Set down all of the data again, character for character.

Top of PROVIDED DATA

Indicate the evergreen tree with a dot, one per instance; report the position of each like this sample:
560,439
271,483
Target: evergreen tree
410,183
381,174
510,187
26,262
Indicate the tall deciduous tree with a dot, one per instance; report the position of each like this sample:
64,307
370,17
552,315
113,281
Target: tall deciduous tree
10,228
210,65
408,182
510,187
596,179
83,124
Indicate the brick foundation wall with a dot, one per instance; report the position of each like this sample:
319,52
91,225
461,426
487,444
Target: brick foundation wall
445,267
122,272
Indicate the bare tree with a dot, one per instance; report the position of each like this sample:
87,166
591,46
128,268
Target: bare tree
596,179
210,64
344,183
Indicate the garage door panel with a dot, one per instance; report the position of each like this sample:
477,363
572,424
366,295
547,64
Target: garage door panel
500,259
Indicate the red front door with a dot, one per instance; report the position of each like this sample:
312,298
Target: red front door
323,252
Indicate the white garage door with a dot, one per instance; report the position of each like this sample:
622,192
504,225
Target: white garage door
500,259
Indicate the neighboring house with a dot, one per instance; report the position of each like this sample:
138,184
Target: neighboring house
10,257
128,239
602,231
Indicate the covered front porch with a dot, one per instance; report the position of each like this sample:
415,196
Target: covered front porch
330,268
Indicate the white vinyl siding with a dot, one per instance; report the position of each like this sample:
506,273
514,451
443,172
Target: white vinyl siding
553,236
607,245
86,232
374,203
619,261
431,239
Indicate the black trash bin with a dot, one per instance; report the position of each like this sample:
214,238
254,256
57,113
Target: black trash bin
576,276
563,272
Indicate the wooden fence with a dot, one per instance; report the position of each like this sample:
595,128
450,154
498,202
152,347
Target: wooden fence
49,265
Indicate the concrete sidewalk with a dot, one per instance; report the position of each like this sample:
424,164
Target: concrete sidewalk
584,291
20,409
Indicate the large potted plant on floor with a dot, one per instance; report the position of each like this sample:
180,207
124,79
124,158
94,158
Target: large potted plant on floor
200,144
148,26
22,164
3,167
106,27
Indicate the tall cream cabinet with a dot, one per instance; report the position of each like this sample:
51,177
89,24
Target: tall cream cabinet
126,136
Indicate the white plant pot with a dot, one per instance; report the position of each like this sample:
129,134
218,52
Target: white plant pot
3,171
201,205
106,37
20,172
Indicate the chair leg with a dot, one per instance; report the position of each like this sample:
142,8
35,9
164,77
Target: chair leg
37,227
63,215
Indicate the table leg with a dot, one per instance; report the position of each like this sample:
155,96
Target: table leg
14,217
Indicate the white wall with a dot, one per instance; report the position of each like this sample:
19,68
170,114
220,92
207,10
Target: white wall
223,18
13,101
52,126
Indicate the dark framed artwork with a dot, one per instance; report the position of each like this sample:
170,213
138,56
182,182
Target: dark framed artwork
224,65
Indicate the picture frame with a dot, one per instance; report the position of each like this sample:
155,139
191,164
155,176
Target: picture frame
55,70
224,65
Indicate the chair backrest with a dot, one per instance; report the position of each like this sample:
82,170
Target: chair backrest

Bottom of PROVIDED DATA

— RESPONSE TO THIS TASK —
Indicate the evergreen tree with a dot, one per instance; report the position of each like this sample:
560,439
271,483
Target: evergreen tree
410,183
381,174
510,187
26,262
Indicate the tall deciduous tree with a dot, one per instance; report the position of each like this sample:
64,307
370,17
552,315
113,281
Target: tall deciduous tree
10,228
210,65
408,182
510,187
596,179
83,124
Indicate the brick foundation wall with a dot, one per instance; report the position of each like this sample:
319,52
91,225
461,426
487,444
Target: brick foundation wall
445,267
122,272
Indicate the bare tree with a dot, one per instance; report the position of each like this sample:
87,166
591,46
128,268
Target: bare tree
596,179
210,64
344,183
Indicate the garage door panel with a dot, one per instance; report the position of each like this sample:
477,363
572,424
366,295
547,64
Target: garage door panel
500,259
Indicate the red front door with a dot, one per instance; report the position of each like this sample:
312,298
Target: red front door
323,252
Indicate the white garage door with a dot, one per instance; report the position of each like this sample:
622,192
504,225
Target: white garage door
500,259
Indicate the neighboring house with a dot, one per instance; report the position of each like this sample:
138,184
Target: neighboring house
10,257
128,239
602,231
Indicate the covered front porch with a dot, one per instance; report the position of each like this sample:
415,196
Target: covered front porch
330,268
Indicate the white vinyl siding with a dot, one per instance; report the position of each like this sample:
506,273
514,451
443,172
Target: white vinyl siding
553,236
607,245
86,232
374,203
619,261
431,239
Indicate the black trash bin with a dot, one per instance; report the position of each like this sample:
214,238
254,256
57,113
Target: black trash bin
576,276
563,272
Indicate the wooden fence with a dot, one per instance; report the position of each like this sample:
595,128
450,154
498,202
152,347
Target: wooden fence
49,265
Indicate the concrete sidewalk with a dot, one per instance; report the position of each like this sample:
424,164
Target: concrete sidewalk
584,291
20,409
Indicate the large potted plant on floor with a dot, one per instance; report the position of each like this sample:
180,207
124,79
124,158
94,158
Target: large potted plant on floor
200,144
148,26
22,164
3,167
106,27
Indicate the tall cream cabinet with a dot, one per instance; report the position of each like this sample:
51,177
89,24
Target: tall cream cabinet
126,136
Indicate the white plant pot with a dot, one per instance; report the position of each like this sample:
129,134
218,52
Target: white plant pot
3,171
201,205
106,37
20,172
Indicate the chair leg with a dot, one per instance; report the position of each like this sample:
142,8
35,9
164,77
Target: chair leg
37,227
63,215
Indicate the table leg with a dot, one per instance; report the position of each like this sample:
155,96
Target: table leg
14,217
Indicate the white wall with a dot, one per instance; report the position of each like this sample:
19,68
170,114
220,92
207,10
Target: white wall
223,18
13,101
52,126
Indicate the dark framed artwork with a dot, one per instance; report the position of each like this sample:
170,213
138,56
182,182
Target: dark framed artwork
224,65
Indicate the picture frame with a dot, one per instance; report the position of each like this sample:
155,139
191,164
155,176
Target: picture frame
55,70
224,65
Indicate the chair backrest with a dot, one per instance; report the position of each like this sample:
82,170
Target: chair backrest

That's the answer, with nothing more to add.